What to produce
Starting with the first line of the material and going on through the line with "[[185, 186]]", write out every one of those lines again. Lower each answer coordinate by 79 and leave the rest unchanged.

== Available data

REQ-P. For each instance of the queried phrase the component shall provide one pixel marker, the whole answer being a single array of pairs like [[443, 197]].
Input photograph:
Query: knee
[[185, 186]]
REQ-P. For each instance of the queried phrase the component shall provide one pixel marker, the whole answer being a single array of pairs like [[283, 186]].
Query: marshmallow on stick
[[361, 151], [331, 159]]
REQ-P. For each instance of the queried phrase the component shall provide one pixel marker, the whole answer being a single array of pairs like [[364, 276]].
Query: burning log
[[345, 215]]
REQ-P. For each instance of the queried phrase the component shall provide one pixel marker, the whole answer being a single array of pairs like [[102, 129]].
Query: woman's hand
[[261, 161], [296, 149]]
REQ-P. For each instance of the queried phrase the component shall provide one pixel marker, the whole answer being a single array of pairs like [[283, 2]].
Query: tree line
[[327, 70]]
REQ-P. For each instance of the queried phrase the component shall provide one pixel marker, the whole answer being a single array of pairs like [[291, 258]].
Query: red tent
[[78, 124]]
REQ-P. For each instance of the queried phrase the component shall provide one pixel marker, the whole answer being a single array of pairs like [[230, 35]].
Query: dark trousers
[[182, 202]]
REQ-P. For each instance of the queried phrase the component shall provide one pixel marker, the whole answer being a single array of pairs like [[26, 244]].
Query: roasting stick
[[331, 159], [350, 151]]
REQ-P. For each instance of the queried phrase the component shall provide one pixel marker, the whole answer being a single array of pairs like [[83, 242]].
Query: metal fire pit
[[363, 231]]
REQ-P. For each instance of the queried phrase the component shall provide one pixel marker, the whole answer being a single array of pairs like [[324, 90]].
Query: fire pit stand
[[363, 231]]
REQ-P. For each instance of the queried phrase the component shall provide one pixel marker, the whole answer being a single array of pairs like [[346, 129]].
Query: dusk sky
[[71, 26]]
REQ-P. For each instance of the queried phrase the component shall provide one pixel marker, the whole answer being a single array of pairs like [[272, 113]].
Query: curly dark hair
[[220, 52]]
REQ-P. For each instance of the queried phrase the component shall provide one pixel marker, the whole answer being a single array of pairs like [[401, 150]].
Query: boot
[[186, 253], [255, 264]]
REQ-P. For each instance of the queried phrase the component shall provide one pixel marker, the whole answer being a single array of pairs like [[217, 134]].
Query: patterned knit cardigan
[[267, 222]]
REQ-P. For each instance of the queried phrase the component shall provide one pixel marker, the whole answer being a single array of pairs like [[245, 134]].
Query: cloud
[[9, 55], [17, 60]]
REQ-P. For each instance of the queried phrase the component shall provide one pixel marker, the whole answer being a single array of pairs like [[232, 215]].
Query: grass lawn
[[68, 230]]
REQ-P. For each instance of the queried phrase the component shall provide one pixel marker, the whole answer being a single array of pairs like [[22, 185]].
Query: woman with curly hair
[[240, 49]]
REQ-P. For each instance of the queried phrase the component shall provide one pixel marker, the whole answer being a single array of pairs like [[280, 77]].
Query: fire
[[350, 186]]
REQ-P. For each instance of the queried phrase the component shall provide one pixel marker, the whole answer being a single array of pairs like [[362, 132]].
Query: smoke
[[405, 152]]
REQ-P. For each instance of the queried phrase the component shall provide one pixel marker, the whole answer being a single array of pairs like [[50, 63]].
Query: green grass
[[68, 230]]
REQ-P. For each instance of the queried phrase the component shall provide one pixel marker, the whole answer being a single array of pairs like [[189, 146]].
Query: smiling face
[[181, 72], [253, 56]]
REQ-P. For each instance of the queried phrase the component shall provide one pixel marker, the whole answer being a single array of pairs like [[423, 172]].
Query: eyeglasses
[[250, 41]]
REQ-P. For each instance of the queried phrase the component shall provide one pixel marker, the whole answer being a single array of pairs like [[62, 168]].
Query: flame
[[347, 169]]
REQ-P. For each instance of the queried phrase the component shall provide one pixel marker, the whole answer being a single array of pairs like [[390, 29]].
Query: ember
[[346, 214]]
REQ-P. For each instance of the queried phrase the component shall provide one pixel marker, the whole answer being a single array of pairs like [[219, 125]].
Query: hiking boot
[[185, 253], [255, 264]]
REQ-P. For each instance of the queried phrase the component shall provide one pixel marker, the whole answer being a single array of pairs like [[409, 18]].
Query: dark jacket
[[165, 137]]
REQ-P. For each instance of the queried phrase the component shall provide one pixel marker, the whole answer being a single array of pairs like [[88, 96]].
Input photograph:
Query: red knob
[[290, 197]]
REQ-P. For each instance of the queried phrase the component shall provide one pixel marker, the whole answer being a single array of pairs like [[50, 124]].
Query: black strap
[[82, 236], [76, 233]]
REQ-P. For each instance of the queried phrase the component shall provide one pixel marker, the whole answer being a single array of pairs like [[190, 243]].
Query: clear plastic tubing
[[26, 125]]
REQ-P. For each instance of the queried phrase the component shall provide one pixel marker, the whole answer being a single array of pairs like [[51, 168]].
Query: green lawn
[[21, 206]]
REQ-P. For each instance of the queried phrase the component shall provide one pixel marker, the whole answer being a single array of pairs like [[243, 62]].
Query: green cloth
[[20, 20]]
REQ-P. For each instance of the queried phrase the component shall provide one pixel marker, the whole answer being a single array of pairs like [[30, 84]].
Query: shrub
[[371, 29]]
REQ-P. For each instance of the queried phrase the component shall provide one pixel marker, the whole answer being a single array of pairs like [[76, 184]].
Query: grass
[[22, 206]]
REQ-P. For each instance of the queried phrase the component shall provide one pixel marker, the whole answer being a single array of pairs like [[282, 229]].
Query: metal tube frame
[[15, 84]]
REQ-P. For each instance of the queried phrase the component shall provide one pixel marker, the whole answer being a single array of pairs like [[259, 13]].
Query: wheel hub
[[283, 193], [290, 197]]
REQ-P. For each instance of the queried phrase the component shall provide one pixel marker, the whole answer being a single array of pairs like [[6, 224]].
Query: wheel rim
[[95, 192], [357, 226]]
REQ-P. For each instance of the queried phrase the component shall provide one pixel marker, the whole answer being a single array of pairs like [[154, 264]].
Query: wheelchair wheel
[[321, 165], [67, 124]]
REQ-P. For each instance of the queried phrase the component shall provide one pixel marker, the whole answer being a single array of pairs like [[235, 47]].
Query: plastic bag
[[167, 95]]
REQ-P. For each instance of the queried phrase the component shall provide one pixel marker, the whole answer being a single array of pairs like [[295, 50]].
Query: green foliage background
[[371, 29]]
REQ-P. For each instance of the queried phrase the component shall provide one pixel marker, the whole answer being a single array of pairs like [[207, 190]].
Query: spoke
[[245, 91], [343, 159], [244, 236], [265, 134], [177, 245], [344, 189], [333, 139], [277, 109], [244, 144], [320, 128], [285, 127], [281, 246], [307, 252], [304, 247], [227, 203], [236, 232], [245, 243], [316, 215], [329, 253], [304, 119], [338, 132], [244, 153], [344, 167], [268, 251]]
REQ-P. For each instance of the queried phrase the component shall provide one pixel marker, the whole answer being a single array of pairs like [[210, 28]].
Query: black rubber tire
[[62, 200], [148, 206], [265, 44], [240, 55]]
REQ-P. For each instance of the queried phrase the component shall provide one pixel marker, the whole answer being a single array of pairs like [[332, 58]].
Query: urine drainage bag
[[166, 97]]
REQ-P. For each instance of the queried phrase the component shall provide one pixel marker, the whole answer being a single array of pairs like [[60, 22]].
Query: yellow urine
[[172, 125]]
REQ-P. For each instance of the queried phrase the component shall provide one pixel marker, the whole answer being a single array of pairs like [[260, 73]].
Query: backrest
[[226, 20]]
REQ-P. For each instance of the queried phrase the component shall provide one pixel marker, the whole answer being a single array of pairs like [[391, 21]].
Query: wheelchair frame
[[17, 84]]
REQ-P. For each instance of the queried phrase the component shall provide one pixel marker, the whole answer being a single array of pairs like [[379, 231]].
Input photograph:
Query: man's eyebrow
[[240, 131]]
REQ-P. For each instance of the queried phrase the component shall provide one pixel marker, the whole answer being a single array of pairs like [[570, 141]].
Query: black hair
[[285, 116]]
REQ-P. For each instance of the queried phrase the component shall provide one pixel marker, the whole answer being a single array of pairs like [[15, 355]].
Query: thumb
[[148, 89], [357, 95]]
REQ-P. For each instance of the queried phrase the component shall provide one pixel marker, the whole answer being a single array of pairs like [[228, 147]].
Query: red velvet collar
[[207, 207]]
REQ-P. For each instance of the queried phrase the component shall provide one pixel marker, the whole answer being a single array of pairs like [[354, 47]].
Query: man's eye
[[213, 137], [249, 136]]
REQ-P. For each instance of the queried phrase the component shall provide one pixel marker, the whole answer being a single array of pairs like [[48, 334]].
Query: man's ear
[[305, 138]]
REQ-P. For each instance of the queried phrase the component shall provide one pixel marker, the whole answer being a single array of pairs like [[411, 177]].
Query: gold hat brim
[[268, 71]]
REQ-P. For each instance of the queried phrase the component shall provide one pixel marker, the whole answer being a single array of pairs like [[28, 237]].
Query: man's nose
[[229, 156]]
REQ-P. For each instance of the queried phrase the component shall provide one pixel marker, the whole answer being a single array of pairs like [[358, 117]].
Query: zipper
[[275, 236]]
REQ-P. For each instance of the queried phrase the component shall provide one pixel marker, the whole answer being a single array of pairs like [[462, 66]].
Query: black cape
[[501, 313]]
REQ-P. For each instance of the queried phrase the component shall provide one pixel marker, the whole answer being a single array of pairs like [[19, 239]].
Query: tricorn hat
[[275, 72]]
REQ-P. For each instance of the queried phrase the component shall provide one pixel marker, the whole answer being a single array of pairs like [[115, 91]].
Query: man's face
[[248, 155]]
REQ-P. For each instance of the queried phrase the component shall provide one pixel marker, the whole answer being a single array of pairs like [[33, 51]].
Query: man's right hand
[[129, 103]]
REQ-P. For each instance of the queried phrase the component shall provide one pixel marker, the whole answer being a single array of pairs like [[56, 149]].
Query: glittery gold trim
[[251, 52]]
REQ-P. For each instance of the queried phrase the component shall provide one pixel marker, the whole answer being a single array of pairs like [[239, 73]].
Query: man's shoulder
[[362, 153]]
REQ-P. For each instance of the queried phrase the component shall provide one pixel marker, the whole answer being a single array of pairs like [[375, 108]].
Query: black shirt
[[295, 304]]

====

Exercise output
REQ-P. For each instance of the queried phrase the component shall provide one pixel marker, the whole answer being a single array of pairs like [[443, 197]].
Input photograph:
Query: knee
[[106, 107]]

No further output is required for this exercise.